+++ EXCERPT PROVIDED +++
In February 2025, Shahnaz Gazi presented her credentials as the new Ambassador of Bangladesh to Romania, signaling a renewed effort to bolster bilateral relations and economic cooperation between the two nations.

==Economic relations==
Economic relations between Bangladesh and Romania have been growing steadily over the past few decades. Both countries have expressed mutual interest in expanding cooperation across various sectors, including textiles, pharmaceuticals, agro-industrial development, skilled labor migration, and the blue economy.

Romania has pledged support for Bangladesh's efforts to retain its Generalised Scheme of Preferences Plus (GSP+) trade privileges within the European Union, which facilitates duty-free access to European markets for Bangladeshi goods. Such collaboration highlights the countries' shared goals in strengthening bilateral economic frameworks and fostering long-term partnerships.

In February 2025, the newly appointed Bangladeshi ambassador to Romania, Shahnaz Gazi, presented her credentials in Bucharest, emphasizing a renewed commitment to deepen bilateral relations and economic engagement.

Romania has expressed interest in expanding bilateral trade to US$200 million, highlighting opportunities in sectors such as pharmaceuticals, agro-industry, textiles, and infrastructure. Romanian companies have shown interest in investing in Bangladesh's hydropower sector, particularly through the construction of mini hydroelectric plants, given Bangladesh's extensive river systems. Romania has also offered its expertise in refinery modernization, particularly in enhancing operations at the Eastern Refinery Limited.

Additionally, Romania a major wheat producer has explored the possibility of supplying wheat to Bangladesh, especially in light of disruptions in Ukrainian exports due to the Russia-Ukraine conflict.

The Port of Constanța, the largest port on the Black Sea, has been proposed by Romania as a potential logistics hub for Bangladeshi exports to Central and Eastern Europe, which could reduce shipping time and cost, and strengthen regional trade connectivity.

Romania has approved the recruitment of up to 100,000 foreign workers, including Bangladeshis, in sectors such as construction, agriculture, hospitality, and services. The Romanian government has expressed concerns about the exploitation of Bangladeshi workers by middlemen and has called for a Government-to-Government (G2G) mechanism to ensure safer and more transparent labor migration.
+++ LISTED RECORDS +++
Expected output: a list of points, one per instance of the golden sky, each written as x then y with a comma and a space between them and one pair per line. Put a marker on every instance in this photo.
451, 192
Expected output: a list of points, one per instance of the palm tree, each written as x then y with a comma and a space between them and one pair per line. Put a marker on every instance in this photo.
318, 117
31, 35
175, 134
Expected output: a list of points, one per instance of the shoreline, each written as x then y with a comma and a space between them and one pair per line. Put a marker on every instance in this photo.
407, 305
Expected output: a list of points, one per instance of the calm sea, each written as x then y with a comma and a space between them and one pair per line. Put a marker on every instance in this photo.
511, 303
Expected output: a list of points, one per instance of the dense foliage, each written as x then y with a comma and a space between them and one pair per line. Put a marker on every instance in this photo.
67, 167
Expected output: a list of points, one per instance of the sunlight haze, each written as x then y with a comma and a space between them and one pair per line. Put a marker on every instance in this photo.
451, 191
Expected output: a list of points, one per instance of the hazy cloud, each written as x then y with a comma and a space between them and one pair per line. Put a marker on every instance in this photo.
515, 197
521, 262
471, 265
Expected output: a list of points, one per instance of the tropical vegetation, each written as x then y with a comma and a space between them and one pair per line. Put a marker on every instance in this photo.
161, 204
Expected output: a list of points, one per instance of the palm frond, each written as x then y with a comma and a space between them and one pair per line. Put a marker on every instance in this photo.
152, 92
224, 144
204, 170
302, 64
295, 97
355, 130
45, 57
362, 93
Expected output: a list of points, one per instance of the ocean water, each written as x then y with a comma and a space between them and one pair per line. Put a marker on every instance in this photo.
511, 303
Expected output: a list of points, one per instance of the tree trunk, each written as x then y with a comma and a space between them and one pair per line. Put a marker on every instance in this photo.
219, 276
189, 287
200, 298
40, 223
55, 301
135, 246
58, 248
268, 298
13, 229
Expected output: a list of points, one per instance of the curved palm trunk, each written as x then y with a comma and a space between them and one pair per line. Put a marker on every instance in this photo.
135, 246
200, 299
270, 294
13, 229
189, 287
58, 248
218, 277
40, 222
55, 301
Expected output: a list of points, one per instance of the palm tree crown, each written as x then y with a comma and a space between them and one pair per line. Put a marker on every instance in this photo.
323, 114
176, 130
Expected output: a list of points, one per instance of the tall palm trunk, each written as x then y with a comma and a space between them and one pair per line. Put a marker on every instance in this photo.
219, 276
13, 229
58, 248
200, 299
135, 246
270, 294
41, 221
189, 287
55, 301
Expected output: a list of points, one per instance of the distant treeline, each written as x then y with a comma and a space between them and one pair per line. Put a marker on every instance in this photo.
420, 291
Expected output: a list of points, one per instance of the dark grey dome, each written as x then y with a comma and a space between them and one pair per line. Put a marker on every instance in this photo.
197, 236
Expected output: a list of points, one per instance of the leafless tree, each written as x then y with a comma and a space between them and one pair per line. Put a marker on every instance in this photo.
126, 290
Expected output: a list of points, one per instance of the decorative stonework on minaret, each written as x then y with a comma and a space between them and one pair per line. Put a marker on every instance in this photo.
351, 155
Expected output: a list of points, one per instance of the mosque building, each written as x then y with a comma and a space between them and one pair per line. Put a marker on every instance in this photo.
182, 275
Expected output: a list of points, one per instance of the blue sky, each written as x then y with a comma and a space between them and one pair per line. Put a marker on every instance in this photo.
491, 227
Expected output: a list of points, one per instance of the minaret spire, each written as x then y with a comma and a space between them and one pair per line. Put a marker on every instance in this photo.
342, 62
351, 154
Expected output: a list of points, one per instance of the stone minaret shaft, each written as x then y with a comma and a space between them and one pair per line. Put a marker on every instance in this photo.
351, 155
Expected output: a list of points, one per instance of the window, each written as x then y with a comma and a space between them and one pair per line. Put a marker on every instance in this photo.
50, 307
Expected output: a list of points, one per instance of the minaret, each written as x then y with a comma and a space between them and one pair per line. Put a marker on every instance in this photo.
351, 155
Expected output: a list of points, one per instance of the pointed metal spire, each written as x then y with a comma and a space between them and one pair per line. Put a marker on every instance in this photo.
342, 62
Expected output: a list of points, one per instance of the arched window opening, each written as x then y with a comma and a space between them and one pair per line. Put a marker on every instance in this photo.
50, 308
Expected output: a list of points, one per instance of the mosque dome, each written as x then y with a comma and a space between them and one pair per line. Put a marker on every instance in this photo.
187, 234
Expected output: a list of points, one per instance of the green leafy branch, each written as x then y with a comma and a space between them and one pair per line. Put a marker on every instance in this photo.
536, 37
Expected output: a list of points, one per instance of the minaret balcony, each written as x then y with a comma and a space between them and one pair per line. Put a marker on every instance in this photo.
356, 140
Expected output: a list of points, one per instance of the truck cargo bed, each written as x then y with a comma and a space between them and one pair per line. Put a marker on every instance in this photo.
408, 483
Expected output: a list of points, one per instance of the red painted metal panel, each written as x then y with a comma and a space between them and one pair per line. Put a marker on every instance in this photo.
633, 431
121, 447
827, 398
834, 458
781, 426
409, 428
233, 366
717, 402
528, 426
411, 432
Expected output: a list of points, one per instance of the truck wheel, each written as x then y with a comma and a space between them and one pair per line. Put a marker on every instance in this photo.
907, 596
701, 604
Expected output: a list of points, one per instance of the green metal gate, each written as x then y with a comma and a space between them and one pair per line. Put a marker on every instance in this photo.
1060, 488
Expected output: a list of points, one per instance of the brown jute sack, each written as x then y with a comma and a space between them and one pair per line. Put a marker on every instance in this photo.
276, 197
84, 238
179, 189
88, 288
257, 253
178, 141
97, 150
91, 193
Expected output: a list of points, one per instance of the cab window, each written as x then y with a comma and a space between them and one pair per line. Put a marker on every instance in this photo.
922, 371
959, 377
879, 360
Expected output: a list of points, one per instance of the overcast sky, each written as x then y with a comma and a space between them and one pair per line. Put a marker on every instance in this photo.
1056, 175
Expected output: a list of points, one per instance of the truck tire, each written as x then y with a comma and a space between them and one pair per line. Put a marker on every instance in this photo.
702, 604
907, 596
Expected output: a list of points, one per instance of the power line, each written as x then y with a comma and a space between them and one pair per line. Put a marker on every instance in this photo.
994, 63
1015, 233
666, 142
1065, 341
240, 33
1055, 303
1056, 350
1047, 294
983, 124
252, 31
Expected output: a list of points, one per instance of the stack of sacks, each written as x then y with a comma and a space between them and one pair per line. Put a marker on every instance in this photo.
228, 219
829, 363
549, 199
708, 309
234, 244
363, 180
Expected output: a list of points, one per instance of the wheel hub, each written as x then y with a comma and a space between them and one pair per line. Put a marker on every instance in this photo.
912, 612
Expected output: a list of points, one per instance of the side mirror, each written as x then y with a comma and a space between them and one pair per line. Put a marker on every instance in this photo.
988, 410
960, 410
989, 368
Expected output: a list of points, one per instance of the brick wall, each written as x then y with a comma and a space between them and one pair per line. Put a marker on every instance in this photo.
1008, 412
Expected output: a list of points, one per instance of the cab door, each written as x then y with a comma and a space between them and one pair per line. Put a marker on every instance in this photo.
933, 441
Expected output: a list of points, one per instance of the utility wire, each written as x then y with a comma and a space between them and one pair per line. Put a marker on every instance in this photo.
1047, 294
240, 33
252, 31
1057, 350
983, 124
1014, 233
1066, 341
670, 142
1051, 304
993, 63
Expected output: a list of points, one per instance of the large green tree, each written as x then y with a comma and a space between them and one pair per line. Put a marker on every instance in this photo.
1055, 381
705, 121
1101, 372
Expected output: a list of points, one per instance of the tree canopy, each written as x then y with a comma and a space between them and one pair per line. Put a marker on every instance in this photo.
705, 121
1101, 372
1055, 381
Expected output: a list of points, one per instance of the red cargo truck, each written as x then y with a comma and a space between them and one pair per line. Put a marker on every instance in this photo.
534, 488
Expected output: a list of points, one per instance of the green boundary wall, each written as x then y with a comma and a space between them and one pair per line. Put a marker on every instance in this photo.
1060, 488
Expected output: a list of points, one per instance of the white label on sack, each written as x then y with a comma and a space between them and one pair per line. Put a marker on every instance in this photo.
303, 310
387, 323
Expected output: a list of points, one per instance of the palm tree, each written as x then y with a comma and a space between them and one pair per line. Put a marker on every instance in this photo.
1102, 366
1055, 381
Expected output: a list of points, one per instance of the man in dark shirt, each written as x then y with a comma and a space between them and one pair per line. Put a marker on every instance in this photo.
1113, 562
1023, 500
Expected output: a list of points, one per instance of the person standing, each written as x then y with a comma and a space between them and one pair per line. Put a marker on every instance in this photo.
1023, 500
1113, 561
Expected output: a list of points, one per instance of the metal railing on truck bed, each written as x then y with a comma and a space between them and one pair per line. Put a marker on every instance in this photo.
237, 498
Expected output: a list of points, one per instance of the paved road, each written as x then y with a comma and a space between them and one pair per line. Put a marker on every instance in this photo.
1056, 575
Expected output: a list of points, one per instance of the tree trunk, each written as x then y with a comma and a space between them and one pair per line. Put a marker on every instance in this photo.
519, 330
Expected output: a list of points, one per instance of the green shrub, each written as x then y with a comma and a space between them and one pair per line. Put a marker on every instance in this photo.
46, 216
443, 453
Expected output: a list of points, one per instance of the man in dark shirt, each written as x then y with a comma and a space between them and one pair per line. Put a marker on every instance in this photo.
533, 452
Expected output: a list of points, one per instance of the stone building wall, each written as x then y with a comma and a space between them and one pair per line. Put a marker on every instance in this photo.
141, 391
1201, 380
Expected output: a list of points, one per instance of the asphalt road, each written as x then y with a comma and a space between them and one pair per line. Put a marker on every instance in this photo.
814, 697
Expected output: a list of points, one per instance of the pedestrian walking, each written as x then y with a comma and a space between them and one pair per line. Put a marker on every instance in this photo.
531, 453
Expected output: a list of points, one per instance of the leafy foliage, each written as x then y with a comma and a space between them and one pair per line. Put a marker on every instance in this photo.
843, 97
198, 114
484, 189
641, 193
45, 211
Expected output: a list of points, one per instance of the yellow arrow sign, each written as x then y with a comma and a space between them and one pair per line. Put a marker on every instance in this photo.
+++
WORK INSTRUCTIONS –
a – According to the text on Bangladesh–Romania relations, to what amount has Romania expressed interest in expanding bilateral trade?
b – Reproduce the part of the text on Bangladesh–Romania relations that starts at "In February 2025, the" and ends at "and economic engagement.".

ANSWER SECTION –
a – US$200 million

b –
In February 2025, the newly appointed Bangladeshi ambassador to Romania, Shahnaz Gazi, presented her credentials in Bucharest, emphasizing a renewed commitment to deepen bilateral relations and economic engagement.